### The problem
Your reply should be an exact copy of every entry, with the pictures removed.

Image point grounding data
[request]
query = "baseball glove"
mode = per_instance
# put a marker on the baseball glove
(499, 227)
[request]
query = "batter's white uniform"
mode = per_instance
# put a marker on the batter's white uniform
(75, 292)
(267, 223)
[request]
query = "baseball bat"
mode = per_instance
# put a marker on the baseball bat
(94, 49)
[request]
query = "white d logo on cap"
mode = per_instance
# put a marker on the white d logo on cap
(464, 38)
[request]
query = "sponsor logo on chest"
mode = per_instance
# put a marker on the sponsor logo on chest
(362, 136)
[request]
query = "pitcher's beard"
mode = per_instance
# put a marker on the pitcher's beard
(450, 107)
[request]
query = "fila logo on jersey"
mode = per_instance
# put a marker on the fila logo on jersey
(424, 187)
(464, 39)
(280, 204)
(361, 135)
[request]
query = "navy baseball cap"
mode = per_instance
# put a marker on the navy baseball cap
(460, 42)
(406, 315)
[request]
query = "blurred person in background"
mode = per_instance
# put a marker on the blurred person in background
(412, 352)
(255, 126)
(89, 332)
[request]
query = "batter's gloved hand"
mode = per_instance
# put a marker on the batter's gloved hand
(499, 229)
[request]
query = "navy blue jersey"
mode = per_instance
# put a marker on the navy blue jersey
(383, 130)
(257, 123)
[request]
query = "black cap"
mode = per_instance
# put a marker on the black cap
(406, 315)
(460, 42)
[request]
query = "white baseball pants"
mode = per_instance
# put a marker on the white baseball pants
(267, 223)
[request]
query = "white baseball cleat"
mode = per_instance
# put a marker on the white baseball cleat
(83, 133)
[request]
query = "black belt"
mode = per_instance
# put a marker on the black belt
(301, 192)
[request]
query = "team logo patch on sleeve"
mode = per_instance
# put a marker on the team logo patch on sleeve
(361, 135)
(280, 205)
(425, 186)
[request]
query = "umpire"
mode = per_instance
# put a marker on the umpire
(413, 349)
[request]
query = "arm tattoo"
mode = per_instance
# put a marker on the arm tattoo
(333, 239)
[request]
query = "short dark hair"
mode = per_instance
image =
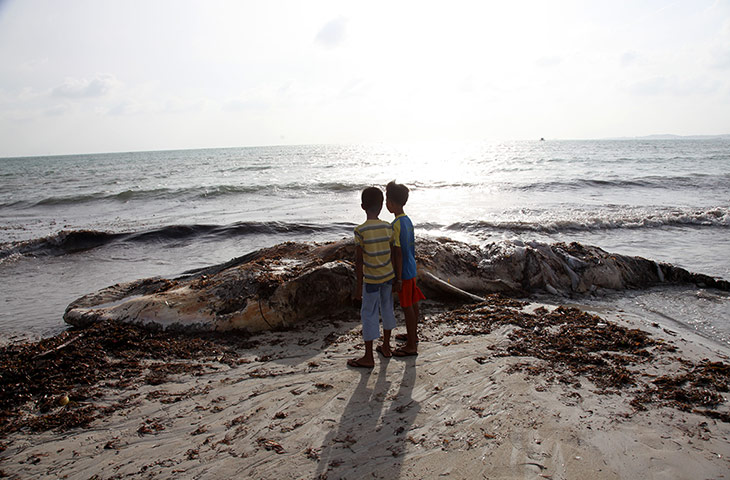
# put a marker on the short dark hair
(372, 199)
(397, 193)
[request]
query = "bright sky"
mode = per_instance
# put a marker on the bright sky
(118, 75)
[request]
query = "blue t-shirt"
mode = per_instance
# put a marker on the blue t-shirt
(405, 239)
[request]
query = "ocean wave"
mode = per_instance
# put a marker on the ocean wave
(716, 217)
(181, 194)
(74, 241)
(659, 182)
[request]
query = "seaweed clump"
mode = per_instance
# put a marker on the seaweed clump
(572, 344)
(51, 384)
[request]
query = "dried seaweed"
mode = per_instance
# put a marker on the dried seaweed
(571, 344)
(76, 363)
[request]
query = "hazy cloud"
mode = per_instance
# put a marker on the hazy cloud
(243, 105)
(629, 58)
(673, 86)
(85, 88)
(549, 61)
(333, 33)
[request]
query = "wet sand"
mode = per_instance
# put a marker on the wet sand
(498, 390)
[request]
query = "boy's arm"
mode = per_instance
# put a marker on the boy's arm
(396, 257)
(357, 294)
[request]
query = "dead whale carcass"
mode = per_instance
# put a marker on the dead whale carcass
(521, 268)
(288, 283)
(271, 288)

### Your response
[request]
query = "baseball glove"
mode = per_instance
# put a marker on the baseball glove
(499, 227)
[request]
query = "batter's white uniform"
mode = per_instance
# put a marker on the batter's white uniform
(75, 292)
(267, 223)
[request]
query = "baseball bat"
mode = per_instance
# put a marker on the baseball bat
(94, 49)
[request]
query = "white d logo on cap"
mode = per_instance
# put a marker on the white d logo on cap
(464, 38)
[request]
query = "sponsor logo on chest"
mode = per_instance
# put a marker on the sponsor logo on chest
(362, 136)
[request]
query = "pitcher's beard"
mode = per_instance
# put a marker on the pitcher's beard
(450, 107)
[request]
query = "fila logo on jersey"
mode = per_instance
# put a marker on the fila logo on jersey
(424, 187)
(464, 39)
(280, 204)
(361, 135)
[request]
query = "navy baseball cap"
mode = per_instance
# put a marker on the navy baseball cap
(460, 42)
(406, 315)
[request]
query = "blurred person in background"
mode = per_instance
# put a marker on the blurred person in background
(412, 352)
(255, 126)
(89, 332)
[request]
query = "batter's gloved hand"
mode = per_instance
# put a marker on the batter's gloved hand
(499, 229)
[request]
query = "navy blue jersey"
mode = per_instance
# put a marker on the navy blue jersey
(383, 130)
(257, 123)
[request]
query = "black cap"
mode = per_instance
# put a marker on the black cap
(406, 315)
(460, 42)
[request]
query = "white baseball pants"
mode = per_instance
# put a marker on the white baseball pants
(267, 223)
[request]
query = "white baseball cleat"
mode = per_instance
# put a marker on the white baseball cleat
(83, 133)
[request]
query = "black belt"
mode = per_instance
# put a marker on the black belt
(301, 192)
[request]
query = "team logo patch on sleeve"
mode = per_instance
# put a marker on the team logo patch on sleeve
(361, 135)
(280, 205)
(425, 186)
[request]
query = "umpire"
mode = per_instance
# put a marker on the umpire
(413, 349)
[request]
query = "arm tattoo"
mode = per_instance
# put a marker on the arm tattoo
(333, 239)
[request]
query = "short dark hair"
mode = per_instance
image =
# put a marker on the short dark hair
(372, 199)
(397, 193)
[request]
query = "bright sky"
mode = per_instance
# put a marker on the bright sky
(118, 75)
[request]
query = "blue t-shirt"
mode = per_instance
# put a marker on the blue t-shirt
(405, 239)
[request]
query = "ocean wave"
mode = per_instance
# put a marker on the ocean wave
(716, 217)
(181, 194)
(74, 241)
(659, 182)
[request]
query = "seaweed clump"
mode = per_instance
# put a marker on the seaweed clump
(572, 344)
(51, 384)
[request]
query = "dried seaweed"
mode = per_instance
# put a marker on the dried seaweed
(571, 344)
(76, 363)
[request]
query = "hazy cloud"
mode = per_instance
# put a marker on the hazy cloud
(243, 105)
(629, 58)
(673, 86)
(85, 88)
(549, 61)
(333, 33)
[request]
query = "wet sand"
mode = per_instance
# put a marker on the wet sand
(498, 390)
[request]
query = "boy's arm"
mode = per_instance
# put a marker on the boy's arm
(396, 257)
(357, 294)
[request]
query = "dead whale carcass"
mode = per_instance
# put a marker on the dead whale carcass
(521, 268)
(288, 283)
(271, 288)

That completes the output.